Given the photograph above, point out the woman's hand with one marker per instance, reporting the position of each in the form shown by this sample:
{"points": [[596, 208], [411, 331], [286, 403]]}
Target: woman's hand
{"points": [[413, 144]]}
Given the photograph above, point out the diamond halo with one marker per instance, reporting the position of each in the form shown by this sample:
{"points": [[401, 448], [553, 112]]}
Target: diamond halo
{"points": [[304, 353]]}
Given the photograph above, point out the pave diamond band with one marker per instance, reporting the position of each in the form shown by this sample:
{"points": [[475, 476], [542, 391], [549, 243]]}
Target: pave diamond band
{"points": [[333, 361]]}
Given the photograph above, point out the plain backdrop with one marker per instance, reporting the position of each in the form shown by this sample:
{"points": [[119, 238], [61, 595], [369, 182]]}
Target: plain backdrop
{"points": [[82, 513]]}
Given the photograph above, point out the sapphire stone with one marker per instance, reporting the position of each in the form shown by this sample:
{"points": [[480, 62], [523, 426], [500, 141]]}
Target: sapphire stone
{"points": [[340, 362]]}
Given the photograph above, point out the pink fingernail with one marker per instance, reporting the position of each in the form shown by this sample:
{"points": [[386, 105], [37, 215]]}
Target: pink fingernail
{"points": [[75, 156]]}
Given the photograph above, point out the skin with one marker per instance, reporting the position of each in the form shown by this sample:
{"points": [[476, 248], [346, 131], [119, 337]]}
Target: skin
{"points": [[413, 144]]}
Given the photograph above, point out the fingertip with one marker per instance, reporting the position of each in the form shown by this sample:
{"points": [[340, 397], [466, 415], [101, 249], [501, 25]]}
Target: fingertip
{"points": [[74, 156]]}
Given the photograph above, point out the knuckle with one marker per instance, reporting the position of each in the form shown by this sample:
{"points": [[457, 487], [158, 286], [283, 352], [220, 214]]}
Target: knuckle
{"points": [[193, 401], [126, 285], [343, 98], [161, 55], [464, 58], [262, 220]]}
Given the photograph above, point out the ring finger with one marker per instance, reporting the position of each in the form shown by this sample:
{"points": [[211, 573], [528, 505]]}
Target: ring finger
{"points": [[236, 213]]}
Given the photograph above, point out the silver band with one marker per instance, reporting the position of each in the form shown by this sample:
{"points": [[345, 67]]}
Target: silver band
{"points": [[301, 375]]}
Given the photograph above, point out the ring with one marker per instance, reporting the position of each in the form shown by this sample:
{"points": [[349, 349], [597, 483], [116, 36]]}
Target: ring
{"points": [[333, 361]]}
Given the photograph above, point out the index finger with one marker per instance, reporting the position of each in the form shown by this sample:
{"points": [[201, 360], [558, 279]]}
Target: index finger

══════════

**What you should do:**
When a line in the listing has the string "index" in it, return that line.

**Solved problem:**
Given the photograph above, point out the index finger with one marker per instance, reporting the position of each in the form shown by this sample:
Target: index finger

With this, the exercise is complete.